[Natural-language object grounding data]
════════════════════

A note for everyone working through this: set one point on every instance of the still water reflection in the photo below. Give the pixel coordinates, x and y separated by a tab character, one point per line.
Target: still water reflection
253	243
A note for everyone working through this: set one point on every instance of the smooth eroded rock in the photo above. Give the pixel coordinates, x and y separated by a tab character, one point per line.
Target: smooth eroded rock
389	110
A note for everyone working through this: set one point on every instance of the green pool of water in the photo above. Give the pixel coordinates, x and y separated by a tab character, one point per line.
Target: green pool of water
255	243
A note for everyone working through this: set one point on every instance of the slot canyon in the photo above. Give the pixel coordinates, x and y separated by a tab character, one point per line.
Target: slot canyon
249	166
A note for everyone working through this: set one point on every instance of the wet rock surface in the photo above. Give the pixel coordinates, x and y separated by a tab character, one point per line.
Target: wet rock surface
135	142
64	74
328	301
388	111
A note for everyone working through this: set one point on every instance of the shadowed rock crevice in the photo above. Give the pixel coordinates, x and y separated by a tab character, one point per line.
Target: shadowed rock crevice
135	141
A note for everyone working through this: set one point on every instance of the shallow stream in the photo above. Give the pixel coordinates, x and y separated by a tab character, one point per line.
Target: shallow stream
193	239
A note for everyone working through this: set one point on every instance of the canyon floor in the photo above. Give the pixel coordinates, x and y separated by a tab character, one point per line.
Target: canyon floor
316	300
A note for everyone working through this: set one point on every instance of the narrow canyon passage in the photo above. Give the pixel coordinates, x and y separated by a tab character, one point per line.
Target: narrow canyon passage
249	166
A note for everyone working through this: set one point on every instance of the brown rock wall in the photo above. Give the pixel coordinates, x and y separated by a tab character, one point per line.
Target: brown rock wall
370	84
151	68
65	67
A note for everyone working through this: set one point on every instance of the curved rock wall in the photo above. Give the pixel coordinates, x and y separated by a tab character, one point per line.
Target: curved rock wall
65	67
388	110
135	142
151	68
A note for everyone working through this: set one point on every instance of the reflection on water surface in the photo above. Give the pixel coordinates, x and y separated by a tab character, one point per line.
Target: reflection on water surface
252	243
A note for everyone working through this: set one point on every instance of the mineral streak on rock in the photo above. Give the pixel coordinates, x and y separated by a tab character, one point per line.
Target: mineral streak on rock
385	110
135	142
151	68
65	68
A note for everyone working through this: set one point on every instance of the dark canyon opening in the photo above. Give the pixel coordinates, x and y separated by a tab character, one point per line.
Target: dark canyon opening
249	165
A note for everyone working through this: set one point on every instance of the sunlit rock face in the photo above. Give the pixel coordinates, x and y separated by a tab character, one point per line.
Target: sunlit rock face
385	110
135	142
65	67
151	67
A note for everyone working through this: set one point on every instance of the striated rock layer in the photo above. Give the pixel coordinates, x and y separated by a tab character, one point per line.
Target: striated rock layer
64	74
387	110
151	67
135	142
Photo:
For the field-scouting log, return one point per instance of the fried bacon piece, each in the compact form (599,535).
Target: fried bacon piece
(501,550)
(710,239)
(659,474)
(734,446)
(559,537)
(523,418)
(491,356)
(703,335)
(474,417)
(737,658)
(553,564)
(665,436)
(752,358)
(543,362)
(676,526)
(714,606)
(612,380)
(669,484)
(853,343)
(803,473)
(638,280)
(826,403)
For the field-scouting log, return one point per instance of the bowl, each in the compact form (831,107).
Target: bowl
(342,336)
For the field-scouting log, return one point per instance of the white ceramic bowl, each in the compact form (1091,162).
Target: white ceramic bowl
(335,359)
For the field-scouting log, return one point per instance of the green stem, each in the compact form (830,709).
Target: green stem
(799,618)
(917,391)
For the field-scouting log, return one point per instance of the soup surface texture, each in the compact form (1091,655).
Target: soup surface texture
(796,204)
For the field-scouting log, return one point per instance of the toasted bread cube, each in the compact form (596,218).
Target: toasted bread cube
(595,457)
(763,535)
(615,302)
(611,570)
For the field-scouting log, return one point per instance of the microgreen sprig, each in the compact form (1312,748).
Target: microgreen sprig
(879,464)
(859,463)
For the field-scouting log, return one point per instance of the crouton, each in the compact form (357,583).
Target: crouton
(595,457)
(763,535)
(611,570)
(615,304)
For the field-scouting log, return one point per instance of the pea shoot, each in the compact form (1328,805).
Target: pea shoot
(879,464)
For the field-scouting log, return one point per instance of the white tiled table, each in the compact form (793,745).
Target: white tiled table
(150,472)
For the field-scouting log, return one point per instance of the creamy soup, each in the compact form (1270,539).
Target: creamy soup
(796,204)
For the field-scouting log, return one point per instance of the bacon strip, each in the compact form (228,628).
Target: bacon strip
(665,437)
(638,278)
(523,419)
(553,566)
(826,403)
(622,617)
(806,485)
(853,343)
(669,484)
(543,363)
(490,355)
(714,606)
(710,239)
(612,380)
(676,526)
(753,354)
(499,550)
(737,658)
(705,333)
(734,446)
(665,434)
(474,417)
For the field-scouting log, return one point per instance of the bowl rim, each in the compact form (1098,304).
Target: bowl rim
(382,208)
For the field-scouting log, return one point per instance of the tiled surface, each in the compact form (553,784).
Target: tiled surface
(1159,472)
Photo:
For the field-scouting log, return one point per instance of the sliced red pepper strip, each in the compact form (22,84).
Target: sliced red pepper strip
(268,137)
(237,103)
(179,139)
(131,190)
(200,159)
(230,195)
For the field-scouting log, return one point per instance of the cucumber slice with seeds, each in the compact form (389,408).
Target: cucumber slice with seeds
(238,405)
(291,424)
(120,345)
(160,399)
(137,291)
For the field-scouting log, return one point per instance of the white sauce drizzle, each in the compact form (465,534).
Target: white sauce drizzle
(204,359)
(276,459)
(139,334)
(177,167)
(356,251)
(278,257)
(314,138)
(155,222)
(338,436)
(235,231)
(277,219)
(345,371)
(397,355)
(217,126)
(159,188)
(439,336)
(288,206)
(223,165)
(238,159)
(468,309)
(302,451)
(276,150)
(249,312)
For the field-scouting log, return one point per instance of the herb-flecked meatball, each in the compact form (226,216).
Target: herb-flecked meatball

════════════════════

◆ **WHAT YOU NEED TO DO**: The records shown above must be returned in full, exactly as written.

◆ **EXERCISE OUTPUT**:
A note for everyone working through this: set one point on every instance of the still water reflection in the photo below. Give the pixel coordinates, x and y separated by a tab character, one point per line.
Target: still water reflection
253	243
A note for everyone working through this: set one point on every instance of the smooth eroded rock in the photo above. Give the pixel coordinates, x and y separated by a tab character, one point per line.
Target: smooth eroded rock
389	110
A note for everyone working through this: set one point on every instance of the green pool of water in the photo above. Give the pixel coordinates, x and y separated by a tab character, one point per line.
Target: green pool of water
255	243
A note for everyone working through this: set one point on every instance of the slot canyon in the photo above. Give the pixel coordinates, x and y separated by a tab character, one point per line.
Target: slot canyon
249	166
A note for everyone working through this: set one point on every instance of the wet rock surface in the photo above. Give the pixel coordinates, x and y separated by a tab character, one point per line.
Target: wet rock surface
135	142
64	74
328	301
388	111
A note for everyone working through this: set one point on every instance of the shadowed rock crevice in the photo above. Give the pixel coordinates, x and y separated by a tab character, one point per line.
Target: shadowed rock crevice
135	141
A note for everyone working through this: set one point on every instance of the shallow stream in the photo above. Give the pixel coordinates, x and y separated by a tab character, one point per line.
Target: shallow stream
193	239
A note for everyone working through this: set one point on every instance of the canyon floor in the photo above. Give the pixel coordinates, x and y separated by a tab character, one point per line.
Target: canyon floor
316	300
A note for everyone working through this: set one point on every instance of the narrow canyon passage in the photo above. Give the pixel coordinates, x and y separated by a tab character, one point per line.
Target: narrow canyon passage
249	166
A note for everyone working through this: set one point on every instance of the brown rock wall in the photo above. Give the pixel coordinates, x and y separated by a tab character, one point per line.
Target: brown rock wall
370	84
151	68
65	67
A note for everyone working through this: set one point on every instance of the curved rock wall in the photo above. Give the pixel coordinates, x and y separated by a tab character, one point per line.
Target: curved rock wall
65	67
388	110
135	142
151	68
A note for everyone working through this: set one point on every instance of the reflection on water surface in the photo above. Give the pixel coordinates, x and y separated by a tab character, one point per line.
Target: reflection on water surface
252	243
A note for everyone working through this: set one point on every instance of the mineral streak on rock in the photo above. Give the pixel coordinates, x and y separated by a tab character, one point per line.
Target: mineral streak on rock
385	110
135	142
151	68
65	68
A note for everyone working through this: set one point on every instance of the dark canyon opening in the photo above. Give the pixel coordinates, x and y separated by a tab character, one point per line.
Target: dark canyon opening
249	165
A note for everyone working through this: set one point on every instance of the sunlit rock face in the photo above. Give the pixel coordinates, x and y separated by a tab character, one point per line.
Target: sunlit rock face
385	110
135	142
65	67
151	67
A note for everyone working through this: set one point on every instance of the striated rock layer in the photo above. Give the pixel coordinates, x and y separated by a tab character, one point per line.
Target: striated rock layer
64	74
387	110
151	67
135	142
Photo:
For the field-scouting log, return one point per instance of the fried bacon piece, each in the compact form (599,535).
Target: fried bacon piece
(501,550)
(710,239)
(659,474)
(734,446)
(559,537)
(523,418)
(491,356)
(703,335)
(474,417)
(737,658)
(553,564)
(665,436)
(752,358)
(543,362)
(676,526)
(714,606)
(612,380)
(669,484)
(853,343)
(803,473)
(638,280)
(826,403)
For the field-scouting log, return one point per instance of the bowl, each in the compact form (831,107).
Target: bowl
(342,336)
For the field-scouting log, return one point per instance of the white ceramic bowl, each in the compact form (1091,162).
Target: white ceramic bowl
(335,359)
For the field-scouting log, return one point per instance of the green stem, each in the compact form (830,709).
Target: green stem
(799,618)
(917,391)
For the field-scouting log, return one point per instance of the soup surface texture, each in the compact form (1091,655).
Target: soup surface texture
(796,204)
For the field-scouting log, return one point per instance of the toasted bread cube, each in the compact form (596,218).
Target: toasted bread cube
(595,457)
(763,535)
(615,302)
(611,570)
For the field-scouting log, return one point per instance of the microgreen sprig, each in the compact form (1312,748).
Target: microgreen sprig
(879,464)
(859,463)
For the field-scouting log, return one point per instance of the crouton, each in the compact form (357,583).
Target: crouton
(595,457)
(763,535)
(611,570)
(615,304)
For the field-scouting log, return one point per instance of the pea shoot, each in the compact form (1328,805).
Target: pea shoot
(879,464)
For the field-scouting log, return one point per instance of the white tiled table, each in the compact form (793,745).
Target: white tiled table
(150,472)
For the field-scouting log, return one point per instance of the creamy soup, each in the compact form (1270,539).
Target: creamy soup
(796,204)
For the field-scouting log, return one point per instance of the bacon strip, each in the compact form (228,628).
Target: bacon strip
(665,437)
(638,278)
(523,419)
(553,566)
(826,403)
(622,617)
(806,485)
(853,343)
(669,484)
(543,363)
(490,355)
(714,606)
(710,239)
(612,380)
(676,526)
(753,354)
(499,550)
(737,658)
(705,333)
(734,446)
(665,434)
(474,417)
For the field-scouting log, return one point per instance of the bowl rim, each in the compact form (1098,304).
Target: bowl rim
(382,208)
For the field-scouting log, return one point per instance of the tiled surface, each in the compact form (553,784).
Target: tiled surface
(1159,472)
Photo:
For the field-scouting log, return one point per instance of the sliced red pepper strip, each in the compact form (22,84).
Target: sliced red pepper strip
(268,137)
(237,103)
(179,139)
(131,190)
(200,159)
(230,195)
For the field-scouting log, return one point per instance of the cucumber slice with seeds, each in the compact form (389,408).
Target: cucumber slice with seeds
(238,405)
(291,424)
(120,345)
(160,399)
(137,291)
For the field-scouting log, return one point per instance of the white sauce drizzle, each in the compact form (465,534).
Target: white sauce drizzle
(204,359)
(276,459)
(139,334)
(177,167)
(356,251)
(278,257)
(314,138)
(155,222)
(338,436)
(235,231)
(277,219)
(345,371)
(397,355)
(217,126)
(159,188)
(439,336)
(288,206)
(223,165)
(238,159)
(468,309)
(302,451)
(276,150)
(249,312)
For the field-scouting log, return one point per instance of the herb-flecked meatball, each in the compact form (226,216).
Target: herb-flecked meatball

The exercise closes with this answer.